Output every line below without omitting or altering anything.

### Data for processing
------------------------------------------------------------------------
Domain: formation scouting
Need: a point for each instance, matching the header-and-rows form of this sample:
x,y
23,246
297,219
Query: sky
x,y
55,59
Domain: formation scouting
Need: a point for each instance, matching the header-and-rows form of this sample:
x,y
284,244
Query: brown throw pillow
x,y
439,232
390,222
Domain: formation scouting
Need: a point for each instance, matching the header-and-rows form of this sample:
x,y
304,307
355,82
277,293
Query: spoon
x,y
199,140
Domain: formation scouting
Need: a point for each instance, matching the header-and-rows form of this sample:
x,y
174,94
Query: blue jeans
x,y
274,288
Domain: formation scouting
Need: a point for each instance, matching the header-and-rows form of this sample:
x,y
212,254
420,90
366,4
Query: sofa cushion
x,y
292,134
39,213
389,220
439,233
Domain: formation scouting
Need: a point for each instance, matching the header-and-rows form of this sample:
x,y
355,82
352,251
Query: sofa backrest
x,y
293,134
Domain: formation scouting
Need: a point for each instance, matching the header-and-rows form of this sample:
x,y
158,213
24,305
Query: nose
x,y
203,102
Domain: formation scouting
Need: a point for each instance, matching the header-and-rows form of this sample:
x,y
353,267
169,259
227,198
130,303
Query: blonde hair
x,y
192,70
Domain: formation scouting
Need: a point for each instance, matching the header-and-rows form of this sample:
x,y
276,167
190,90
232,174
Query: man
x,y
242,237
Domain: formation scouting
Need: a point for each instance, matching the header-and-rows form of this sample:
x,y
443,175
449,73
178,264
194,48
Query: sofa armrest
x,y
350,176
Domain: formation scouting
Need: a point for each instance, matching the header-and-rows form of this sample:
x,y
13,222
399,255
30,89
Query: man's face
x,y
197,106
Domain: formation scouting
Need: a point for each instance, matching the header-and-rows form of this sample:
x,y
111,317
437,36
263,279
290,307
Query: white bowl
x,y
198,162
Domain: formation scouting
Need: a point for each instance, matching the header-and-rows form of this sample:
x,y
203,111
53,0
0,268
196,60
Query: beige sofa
------------------------------------------------------------------------
### Reply
Domain: formation scouting
Need: a point for each instance, matching the header-and-rows form of this sample:
x,y
23,246
297,219
Query: sky
x,y
55,59
Domain: formation scouting
Need: a point for each instance, matching the header-and-rows form of this sample:
x,y
284,244
Query: brown throw pillow
x,y
439,232
390,222
Domain: formation scouting
Need: a point for each instance, matching the header-and-rows form of this sample:
x,y
304,307
355,82
277,293
Query: spoon
x,y
199,140
Domain: formation scouting
Need: a point for each instance, matching the header-and-rows form of this sample:
x,y
174,94
Query: blue jeans
x,y
274,288
Domain: formation scouting
Need: a point for each instance, matching the header-and-rows form of this sample:
x,y
212,254
420,90
366,4
Query: sofa cushion
x,y
292,134
39,213
389,220
439,233
Domain: formation scouting
Need: a point for each instance, matching the header-and-rows form of this sample:
x,y
355,82
352,251
Query: sofa backrest
x,y
293,134
Domain: formation scouting
Need: a point for each instance, matching the header-and-rows form of this sample:
x,y
158,213
24,305
Query: nose
x,y
203,102
Domain: formation scouting
Need: a point for each instance, matching the header-and-rows form of this sample:
x,y
353,267
169,259
227,198
130,303
Query: blonde hair
x,y
192,70
Domain: formation scouting
Need: a point for each instance, matching the header-and-rows form of this sample:
x,y
276,167
190,90
232,174
Query: man
x,y
242,237
Domain: formation scouting
Need: a point for each instance, matching the header-and-rows form of this sample:
x,y
443,175
449,73
178,264
194,48
Query: sofa armrest
x,y
350,176
Domain: formation scouting
Need: a point for each instance, matching the header-and-rows form of this sample:
x,y
13,222
399,255
30,89
Query: man's face
x,y
197,106
Domain: formation scouting
Need: a point for each instance, matching the header-and-rows form of this sample:
x,y
111,317
437,36
263,279
290,307
Query: white bowl
x,y
198,162
Domain: formation scouting
Need: a point for each instance, matching the header-and-rows form of this sample:
x,y
203,111
53,0
0,268
196,60
Query: beige sofa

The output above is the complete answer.